- ARTIGO -

────

Corte no pé V




Cortei-me no pé! Outra vez. É verdade! Quase verdade. Uma meia verdade. Também poderá ser apenas uma meia mentira. Como preferes o teu copo leitor@: meio cheio, ou meio vazio? “Depende do que escreves”, dirás leitor@; “depende do que bebo”, acrescentas ainda. Concordo contigo. A perspectiva altera quase sempre o modo como percepcionamos a realidade.
Um dia destes apercebi-me disso de uma forma muito concreta. Fui andar de bike com o meu amigo Martin. Já te disse leitor@ que estive com ele aqui em Santiago do Chile: convidou-me para ficar uns dias em sua casa e para o acompanhar numa série de coisas, entre as quais conhecer o Parque Auracano sobre duas rodas.
E fomos então de BMX para o parque. O meu amigo Martin é rapaz muito afoito, irreverente, audaz, destemido e outros atributos do género também o vestem. Deve ser da idade: ainda não tem trinta anos. O meu discurso, a ti leitor@, quase te soa a bota-elástico. Calma, como te disse, a perspectiva com que a realidade nos entra pelos olhos depende sempre do nosso ângulo posicional. A minha idade... pois ainda não tens essa informação. Será este o momento para ta revelar? Hum... pelo que já leste, leitor@, estou certo que terás um palpite... deixo para mais tarde.
O meu amigo Martin: além de ter duas bmx, é skatista, surfista e snowborder. É verdade, desta vez sem ser só pela metade. Pelo menos do que vou conhecendo dele.
Fomos para o Parque Auracano. Um parque urbano na cidade de Santiago. Até aqui tudo bem, não fosse o caso de ter chovido copiosamente nos dias anteriores. A temperatura é excelente, para mim claro: sempre acima dos 25ºC; mas houve uma pequena lembradura por parte de São Pedro (para quem acreditar nesse santo, claro). A chuva tem algumas consequências num parque, nomeadamente no piso... transforma-se em lama! Verbos como chafurdar, atascar, atolar aplicam-se como luvas neste passeio. Essa foi a razão porque numa das descidas muito loucas ia dando um belo trambolhão.

────

- ITENS GUARDADOS -
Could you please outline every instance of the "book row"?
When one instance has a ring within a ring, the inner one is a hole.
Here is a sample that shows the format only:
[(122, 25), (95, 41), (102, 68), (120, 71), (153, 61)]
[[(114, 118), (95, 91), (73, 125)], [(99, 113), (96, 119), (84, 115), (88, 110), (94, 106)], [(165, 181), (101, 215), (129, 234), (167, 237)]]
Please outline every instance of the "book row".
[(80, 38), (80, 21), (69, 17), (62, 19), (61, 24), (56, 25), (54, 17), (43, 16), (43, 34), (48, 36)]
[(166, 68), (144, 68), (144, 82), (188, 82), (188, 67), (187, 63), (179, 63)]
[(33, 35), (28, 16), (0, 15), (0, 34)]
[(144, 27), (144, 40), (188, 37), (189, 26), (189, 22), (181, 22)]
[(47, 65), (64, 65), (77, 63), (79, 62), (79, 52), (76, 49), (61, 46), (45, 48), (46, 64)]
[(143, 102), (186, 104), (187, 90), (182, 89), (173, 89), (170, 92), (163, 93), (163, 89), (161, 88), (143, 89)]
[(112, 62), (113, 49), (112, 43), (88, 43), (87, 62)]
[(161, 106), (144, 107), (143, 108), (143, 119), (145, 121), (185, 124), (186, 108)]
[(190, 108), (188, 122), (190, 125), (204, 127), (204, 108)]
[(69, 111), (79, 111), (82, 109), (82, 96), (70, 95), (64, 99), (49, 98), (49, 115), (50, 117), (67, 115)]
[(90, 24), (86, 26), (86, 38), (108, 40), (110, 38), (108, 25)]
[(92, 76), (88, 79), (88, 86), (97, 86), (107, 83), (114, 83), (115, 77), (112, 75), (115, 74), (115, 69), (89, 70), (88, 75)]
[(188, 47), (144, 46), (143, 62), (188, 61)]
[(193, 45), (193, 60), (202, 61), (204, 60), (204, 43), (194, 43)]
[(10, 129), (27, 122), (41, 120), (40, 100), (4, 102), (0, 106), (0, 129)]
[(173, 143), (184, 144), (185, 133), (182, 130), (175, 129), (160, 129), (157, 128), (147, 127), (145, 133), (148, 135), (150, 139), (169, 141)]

────

- O QUE FAZER -
Devolve, tal como está, o trecho do artigo sobre o passeio de bicicleta que começa nas palavras "Corte no pé" e termina depois de "percepcionamos a realidade.".

- RESPOSTA À TAREFA -
Corte no pé V




Cortei-me no pé! Outra vez. É verdade! Quase verdade. Uma meia verdade. Também poderá ser apenas uma meia mentira. Como preferes o teu copo leitor@: meio cheio, ou meio vazio? “Depende do que escreves”, dirás leitor@; “depende do que bebo”, acrescentas ainda. Concordo contigo. A perspectiva altera quase sempre o modo como percepcionamos a realidade.